*Required task 1:* Can you arrange the rows as a numbered list, leaving out blank lines, starting at the row that contains "Mark one point on each instance of the woman in" and running through the final row?

===

I'm quite confused in what you're doing, so I'm going to tell you, how your engine should be structured if you want it to be as realistic as possible. I'm going to divide it into different ordered stages:

1. Incoming Radiance Simulation: In this stage you need to approximate the lighting that shines into your virtual camera / eye. This value should be completely unclamped and can reach values of 0.0001f and 1000000.0f (High Dynamic Range).
Typical Passes in this stage are: G-Buffer Generation, Light Accumulation, Shadow Mapping, SSAO, Sky Rendering, Volumetric Light Scattering, ...

2. Lens Simulation: In this stage you simulate how the incoming lighting gets modified by travelling through the lenses. Lenses typically cause interreflections of the incoming radiance which appear as lens flares on the final image, also lenses might need to focus onto a specific distance (depth of field). Bloom might also occur because the glass is not perfectly pure. Also the lenses might refrect the light, which causes chromatic aberration on cheap lenses.
Typical Passes in this stage are: Lens Flares, Bloom, Depth of Field, Chromatic Aberration

3. Aperture Simulation: The camera / eye needs to adapt to the current average luminance of the incoming lighting, unless you want to set the exposure manually. You should simulate this in this stage.

===

*Required task 2:* Could you set down the passage on rendering-engine stages word for word, starting at the words "Typical Passes in this stage are: G-Buffer" and stopping after "in this stage."?

*Information shown:*
===

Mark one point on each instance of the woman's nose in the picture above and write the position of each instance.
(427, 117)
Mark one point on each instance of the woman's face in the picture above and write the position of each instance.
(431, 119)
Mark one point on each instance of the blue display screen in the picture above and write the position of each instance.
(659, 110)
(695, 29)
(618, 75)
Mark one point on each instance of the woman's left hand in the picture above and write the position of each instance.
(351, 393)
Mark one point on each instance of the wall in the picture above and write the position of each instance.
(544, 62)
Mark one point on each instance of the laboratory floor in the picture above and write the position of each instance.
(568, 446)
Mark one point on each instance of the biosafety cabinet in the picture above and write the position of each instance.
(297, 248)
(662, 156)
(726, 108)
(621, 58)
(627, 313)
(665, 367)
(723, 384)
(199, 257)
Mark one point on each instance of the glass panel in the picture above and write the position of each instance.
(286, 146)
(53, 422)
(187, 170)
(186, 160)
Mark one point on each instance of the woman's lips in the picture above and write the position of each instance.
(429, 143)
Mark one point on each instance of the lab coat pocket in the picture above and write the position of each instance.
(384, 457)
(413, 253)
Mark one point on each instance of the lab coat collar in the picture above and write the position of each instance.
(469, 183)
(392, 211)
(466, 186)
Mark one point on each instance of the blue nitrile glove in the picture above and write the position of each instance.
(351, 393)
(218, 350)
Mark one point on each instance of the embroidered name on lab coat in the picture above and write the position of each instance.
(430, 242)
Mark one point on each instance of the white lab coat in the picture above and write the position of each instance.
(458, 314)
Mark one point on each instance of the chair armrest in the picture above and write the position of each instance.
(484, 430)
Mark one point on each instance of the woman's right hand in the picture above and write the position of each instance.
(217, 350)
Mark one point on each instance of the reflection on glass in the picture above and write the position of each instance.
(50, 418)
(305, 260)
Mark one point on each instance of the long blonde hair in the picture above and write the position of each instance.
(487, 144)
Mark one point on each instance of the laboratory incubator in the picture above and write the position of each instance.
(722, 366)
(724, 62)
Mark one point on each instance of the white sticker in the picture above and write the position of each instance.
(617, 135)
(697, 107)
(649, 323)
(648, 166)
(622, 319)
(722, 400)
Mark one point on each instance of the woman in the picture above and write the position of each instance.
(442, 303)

===

*Output 1:*
1. Mark one point on each instance of the woman in the picture above and write the position of each instance.
2. (442, 303)

*Output 2:*
Typical Passes in this stage are: G-Buffer Generation, Light Accumulation, Shadow Mapping, SSAO, Sky Rendering, Volumetric Light Scattering, ...

2. Lens Simulation: In this stage you simulate how the incoming lighting gets modified by travelling through the lenses. Lenses typically cause interreflections of the incoming radiance which appear as lens flares on the final image, also lenses might need to focus onto a specific distance (depth of field). Bloom might also occur because the glass is not perfectly pure. Also the lenses might refrect the light, which causes chromatic aberration on cheap lenses.
Typical Passes in this stage are: Lens Flares, Bloom, Depth of Field, Chromatic Aberration

3. Aperture Simulation: The camera / eye needs to adapt to the current average luminance of the incoming lighting, unless you want to set the exposure manually. You should simulate this in this stage.